*Saved entries*.
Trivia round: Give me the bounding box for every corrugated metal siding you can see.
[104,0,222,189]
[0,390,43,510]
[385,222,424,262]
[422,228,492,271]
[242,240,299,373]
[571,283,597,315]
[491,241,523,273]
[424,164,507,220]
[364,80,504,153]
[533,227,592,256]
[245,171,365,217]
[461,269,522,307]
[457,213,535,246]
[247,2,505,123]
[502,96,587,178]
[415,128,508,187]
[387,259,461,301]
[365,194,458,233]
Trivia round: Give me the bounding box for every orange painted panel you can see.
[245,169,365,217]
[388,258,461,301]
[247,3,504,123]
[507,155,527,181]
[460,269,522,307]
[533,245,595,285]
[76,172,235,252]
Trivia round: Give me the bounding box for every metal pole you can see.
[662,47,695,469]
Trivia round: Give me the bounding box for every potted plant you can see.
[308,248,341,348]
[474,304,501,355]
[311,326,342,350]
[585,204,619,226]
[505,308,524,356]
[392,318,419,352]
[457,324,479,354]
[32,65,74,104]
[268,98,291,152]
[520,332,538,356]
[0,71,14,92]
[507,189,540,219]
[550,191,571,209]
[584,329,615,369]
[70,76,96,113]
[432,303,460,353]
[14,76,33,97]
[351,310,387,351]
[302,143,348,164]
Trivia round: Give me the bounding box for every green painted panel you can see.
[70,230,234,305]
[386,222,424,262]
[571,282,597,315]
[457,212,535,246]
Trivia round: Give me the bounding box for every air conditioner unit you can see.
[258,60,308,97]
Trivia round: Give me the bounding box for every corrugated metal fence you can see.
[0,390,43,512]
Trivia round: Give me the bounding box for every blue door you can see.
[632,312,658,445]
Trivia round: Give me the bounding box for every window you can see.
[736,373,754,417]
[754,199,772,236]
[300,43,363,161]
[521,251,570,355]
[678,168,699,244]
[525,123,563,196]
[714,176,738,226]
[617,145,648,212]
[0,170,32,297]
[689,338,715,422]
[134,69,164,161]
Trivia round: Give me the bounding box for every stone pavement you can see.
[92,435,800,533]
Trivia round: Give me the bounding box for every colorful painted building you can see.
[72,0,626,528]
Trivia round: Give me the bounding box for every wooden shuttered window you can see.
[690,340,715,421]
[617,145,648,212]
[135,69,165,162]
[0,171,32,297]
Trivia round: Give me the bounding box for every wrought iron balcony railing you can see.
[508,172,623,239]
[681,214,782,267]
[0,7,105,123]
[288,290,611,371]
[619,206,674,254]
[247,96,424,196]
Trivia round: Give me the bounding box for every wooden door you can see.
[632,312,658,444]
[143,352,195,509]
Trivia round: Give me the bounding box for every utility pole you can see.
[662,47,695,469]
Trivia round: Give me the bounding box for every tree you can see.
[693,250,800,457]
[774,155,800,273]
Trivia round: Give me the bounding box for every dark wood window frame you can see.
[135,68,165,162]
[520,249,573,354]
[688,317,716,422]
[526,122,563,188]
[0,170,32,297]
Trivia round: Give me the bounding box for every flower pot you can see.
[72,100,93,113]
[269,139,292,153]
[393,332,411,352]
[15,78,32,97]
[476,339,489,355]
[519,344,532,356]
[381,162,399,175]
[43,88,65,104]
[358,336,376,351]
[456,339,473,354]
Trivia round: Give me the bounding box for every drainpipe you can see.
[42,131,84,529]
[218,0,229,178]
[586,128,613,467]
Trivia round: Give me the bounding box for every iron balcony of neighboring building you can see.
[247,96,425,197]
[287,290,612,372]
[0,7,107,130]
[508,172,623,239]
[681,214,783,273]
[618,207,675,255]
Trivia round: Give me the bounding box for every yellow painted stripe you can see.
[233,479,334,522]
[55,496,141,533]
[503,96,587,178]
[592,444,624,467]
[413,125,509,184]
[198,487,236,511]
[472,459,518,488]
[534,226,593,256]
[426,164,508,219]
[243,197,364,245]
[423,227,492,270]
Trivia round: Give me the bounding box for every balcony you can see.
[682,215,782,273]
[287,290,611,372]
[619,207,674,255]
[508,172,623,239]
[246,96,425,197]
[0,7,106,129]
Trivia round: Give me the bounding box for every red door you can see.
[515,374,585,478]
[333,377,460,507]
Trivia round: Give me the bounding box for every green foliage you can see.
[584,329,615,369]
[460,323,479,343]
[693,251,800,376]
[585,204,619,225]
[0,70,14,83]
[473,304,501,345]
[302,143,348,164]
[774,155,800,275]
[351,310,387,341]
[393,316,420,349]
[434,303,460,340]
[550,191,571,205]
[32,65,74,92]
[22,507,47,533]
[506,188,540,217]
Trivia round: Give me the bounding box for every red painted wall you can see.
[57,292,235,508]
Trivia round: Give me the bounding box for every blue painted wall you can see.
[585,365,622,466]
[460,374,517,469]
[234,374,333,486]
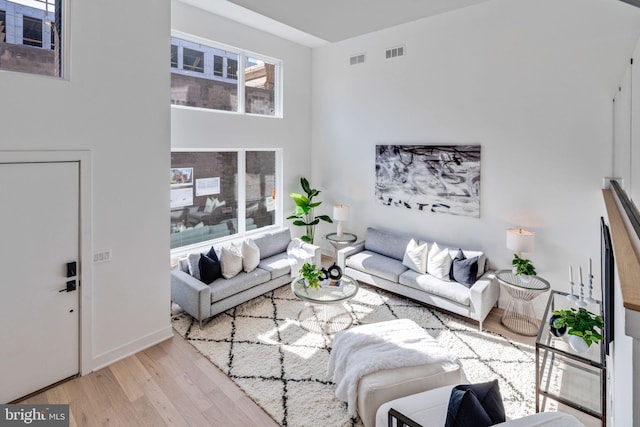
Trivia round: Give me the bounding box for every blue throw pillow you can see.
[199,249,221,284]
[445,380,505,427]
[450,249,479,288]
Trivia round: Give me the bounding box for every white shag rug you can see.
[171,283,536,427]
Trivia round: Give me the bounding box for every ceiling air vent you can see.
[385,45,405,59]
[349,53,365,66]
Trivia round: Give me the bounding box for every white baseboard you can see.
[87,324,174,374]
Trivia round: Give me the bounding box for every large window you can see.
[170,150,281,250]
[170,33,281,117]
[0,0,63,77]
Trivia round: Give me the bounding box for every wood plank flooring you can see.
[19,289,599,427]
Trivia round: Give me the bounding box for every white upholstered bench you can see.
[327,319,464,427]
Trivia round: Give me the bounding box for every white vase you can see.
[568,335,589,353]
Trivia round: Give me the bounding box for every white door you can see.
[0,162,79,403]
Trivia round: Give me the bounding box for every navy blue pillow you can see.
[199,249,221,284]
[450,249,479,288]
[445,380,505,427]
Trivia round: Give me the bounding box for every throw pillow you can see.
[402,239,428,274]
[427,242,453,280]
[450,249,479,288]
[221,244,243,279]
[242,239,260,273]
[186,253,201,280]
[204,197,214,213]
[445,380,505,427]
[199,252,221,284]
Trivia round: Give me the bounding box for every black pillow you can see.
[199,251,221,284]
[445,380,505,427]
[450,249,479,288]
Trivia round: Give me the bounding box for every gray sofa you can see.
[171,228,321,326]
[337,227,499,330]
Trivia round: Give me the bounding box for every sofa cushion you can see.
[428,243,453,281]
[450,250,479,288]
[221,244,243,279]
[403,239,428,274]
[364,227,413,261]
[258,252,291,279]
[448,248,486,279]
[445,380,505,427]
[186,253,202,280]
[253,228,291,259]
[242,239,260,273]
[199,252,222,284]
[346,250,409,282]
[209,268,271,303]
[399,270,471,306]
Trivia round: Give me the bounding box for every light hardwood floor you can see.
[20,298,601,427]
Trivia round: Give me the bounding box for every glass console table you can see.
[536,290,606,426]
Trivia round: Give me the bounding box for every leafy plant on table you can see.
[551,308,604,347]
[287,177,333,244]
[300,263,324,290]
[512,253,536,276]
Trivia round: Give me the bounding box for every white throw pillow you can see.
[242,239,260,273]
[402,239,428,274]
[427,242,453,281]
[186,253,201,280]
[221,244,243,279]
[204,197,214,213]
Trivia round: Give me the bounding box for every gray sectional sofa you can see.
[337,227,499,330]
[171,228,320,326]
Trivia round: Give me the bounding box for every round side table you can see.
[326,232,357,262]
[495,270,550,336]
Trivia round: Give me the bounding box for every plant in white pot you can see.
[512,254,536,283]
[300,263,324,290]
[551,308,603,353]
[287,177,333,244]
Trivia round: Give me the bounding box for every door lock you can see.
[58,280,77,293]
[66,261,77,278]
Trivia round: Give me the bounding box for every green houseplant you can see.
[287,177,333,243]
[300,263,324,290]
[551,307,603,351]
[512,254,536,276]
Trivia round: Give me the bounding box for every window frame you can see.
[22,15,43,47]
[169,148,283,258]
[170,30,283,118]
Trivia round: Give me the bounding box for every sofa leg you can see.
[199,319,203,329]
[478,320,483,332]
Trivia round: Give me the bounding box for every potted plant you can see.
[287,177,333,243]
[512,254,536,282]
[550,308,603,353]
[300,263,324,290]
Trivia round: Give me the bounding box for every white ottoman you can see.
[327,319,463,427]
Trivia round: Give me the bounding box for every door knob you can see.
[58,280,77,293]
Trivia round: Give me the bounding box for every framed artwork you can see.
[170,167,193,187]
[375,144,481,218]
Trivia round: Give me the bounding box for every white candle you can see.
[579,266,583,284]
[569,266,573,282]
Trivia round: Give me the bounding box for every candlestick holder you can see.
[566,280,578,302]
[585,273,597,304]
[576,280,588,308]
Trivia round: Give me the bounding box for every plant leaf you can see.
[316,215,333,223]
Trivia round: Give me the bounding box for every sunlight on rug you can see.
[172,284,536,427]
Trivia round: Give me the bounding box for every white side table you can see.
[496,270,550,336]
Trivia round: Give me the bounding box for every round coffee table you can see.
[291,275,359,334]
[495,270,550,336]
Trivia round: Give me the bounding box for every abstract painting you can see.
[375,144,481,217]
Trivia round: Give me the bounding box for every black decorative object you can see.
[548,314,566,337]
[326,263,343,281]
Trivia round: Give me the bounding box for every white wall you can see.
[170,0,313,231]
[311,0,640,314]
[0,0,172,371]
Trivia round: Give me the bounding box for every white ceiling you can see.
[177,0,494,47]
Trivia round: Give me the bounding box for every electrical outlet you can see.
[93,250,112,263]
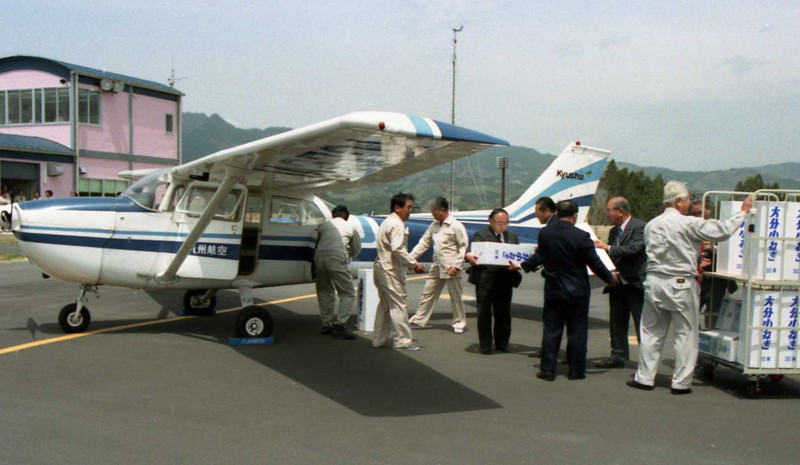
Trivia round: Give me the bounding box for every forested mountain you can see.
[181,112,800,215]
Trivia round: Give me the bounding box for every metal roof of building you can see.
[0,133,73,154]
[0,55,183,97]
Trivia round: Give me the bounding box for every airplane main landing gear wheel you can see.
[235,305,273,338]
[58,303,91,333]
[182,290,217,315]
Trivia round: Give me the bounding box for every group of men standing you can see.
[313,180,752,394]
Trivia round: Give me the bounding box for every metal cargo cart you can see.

*EXERCISE AIM*.
Write the lines from the line containing "Trivia round: Give me the bounding box for every electrical" through the last line of the data out again exactly, and only those lines; pictures stay out.

*ANSWER TO THE EXERCISE*.
Trivia round: Give me the bounding box for every electrical outlet you can see.
[93,250,112,263]
Trivia round: Give me the bounding box for every forested mountain you can see.
[181,112,800,215]
Trivia round: Give me the bounding box for every metal roof of building you can see.
[0,133,73,154]
[0,55,183,97]
Trivia round: Give me the bounding box for every airplane main landing gear wheel you can see.
[235,305,273,338]
[58,303,91,333]
[182,290,217,315]
Trivia round: Give me the bounding box for every group of men standing you can see.
[313,180,752,394]
Trivia round: Give me the bounding box for every metal cargo cart you can see.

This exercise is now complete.